── SOURCE ──

Search code examples
javagenericswildcardtype-inferencemethod-reference

Method reference and type inference in java 8


I'm facing issue with method reference and type inference.

Parent class that returns T type :

public class Parent {
    public <T extends Parent> T get() {
        ...
    }
}

The following code fails :

List<Parent> parentList = new ArrayList<>();
List<Parent> collect = parentList.stream().map(Parent::get).collect(Collectors.toList()); // error

error msg

no instance(s) of type variable(s) exist so that Object conforms to Parent inference variable T has incompatible bounds: equality constraints: Parent lower bounds: Object

However, the following code success :

List<Parent> parentList = new ArrayList<>();
Function<Parent, Parent> func = Parent::get;
List<Parent> collect = parentList.stream().map(func).collect(Collectors.toList());

Why can't the compiler infer the return value of the get method in the Parent class, even though it's at least the Parent type?


Solution

  • Generics inference doesn't cover an infinite expanse of chained method invocations.

───

STATED TASK
Repeat word for word the part of the Java thread above, starting with "However, the following" and going on through "the Parent type?".

── EXCERPTED DATA ──

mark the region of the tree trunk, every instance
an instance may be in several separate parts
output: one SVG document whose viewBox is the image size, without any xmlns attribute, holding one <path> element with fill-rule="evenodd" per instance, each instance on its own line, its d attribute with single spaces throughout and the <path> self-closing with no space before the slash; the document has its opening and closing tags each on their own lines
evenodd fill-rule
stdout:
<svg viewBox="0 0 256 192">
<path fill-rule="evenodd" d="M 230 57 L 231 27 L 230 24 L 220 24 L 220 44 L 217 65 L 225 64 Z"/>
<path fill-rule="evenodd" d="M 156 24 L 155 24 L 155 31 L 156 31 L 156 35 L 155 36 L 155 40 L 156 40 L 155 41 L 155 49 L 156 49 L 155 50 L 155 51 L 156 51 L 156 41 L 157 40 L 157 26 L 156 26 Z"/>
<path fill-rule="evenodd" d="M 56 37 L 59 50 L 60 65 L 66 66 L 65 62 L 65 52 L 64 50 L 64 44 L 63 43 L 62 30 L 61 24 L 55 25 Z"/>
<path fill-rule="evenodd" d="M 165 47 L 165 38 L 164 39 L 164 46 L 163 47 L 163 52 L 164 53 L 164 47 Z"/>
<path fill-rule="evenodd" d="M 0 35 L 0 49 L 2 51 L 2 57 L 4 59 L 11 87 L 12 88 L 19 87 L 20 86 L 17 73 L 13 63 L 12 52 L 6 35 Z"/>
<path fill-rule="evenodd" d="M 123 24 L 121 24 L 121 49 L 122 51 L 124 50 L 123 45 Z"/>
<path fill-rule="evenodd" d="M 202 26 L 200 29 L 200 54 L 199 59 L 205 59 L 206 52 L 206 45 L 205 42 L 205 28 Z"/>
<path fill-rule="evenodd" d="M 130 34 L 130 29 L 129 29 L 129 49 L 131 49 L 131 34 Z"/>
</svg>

───

EXPECTED OUTPUT
However, the following code success :

List<Parent> parentList = new ArrayList<>();
Function<Parent, Parent> func = Parent::get;
List<Parent> collect = parentList.stream().map(func).collect(Collectors.toList());

Why can't the compiler infer the return value of the get method in the Parent class, even though it's at least the Parent type?